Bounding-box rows
- - -
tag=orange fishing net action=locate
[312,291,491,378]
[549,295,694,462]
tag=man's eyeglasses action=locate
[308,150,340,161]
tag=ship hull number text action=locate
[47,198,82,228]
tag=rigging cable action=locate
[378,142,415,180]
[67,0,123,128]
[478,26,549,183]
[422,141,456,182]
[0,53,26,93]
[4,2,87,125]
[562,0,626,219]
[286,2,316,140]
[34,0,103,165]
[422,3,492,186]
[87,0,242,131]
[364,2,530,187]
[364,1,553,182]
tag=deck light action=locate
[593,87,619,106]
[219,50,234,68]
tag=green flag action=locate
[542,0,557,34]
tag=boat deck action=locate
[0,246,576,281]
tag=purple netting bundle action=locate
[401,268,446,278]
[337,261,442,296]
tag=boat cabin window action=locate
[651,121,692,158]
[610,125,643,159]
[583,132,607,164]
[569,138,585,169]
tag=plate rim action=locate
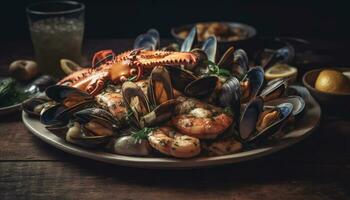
[22,86,321,169]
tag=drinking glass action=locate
[26,1,85,78]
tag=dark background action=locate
[0,0,350,41]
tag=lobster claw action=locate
[91,49,115,67]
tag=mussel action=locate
[180,26,198,52]
[40,85,94,125]
[168,67,219,99]
[134,29,160,50]
[217,47,249,80]
[260,79,288,101]
[241,67,265,103]
[22,93,56,117]
[122,67,176,129]
[108,135,152,156]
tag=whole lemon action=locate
[315,69,350,93]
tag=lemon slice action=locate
- - -
INSTRUCTIONS FOR THE TASK
Convert the lines from the one containing "tag=mussel action=locate" through the end of the rows above into a Markdown table with the columns No. and Text. Number each line and leave out any blank lines.

EXERCISE ANSWER
| No. | Text |
|---|---|
| 1 | tag=mussel action=locate |
| 2 | [180,26,198,52] |
| 3 | [40,85,94,125] |
| 4 | [168,67,219,99] |
| 5 | [134,29,160,50] |
| 6 | [217,47,249,80] |
| 7 | [260,79,288,101] |
| 8 | [241,67,265,103] |
| 9 | [22,93,56,117] |
| 10 | [122,67,176,129] |
| 11 | [108,135,152,156] |
| 12 | tag=whole lemon action=locate |
| 13 | [315,69,350,93] |
| 14 | tag=lemon slice action=locate |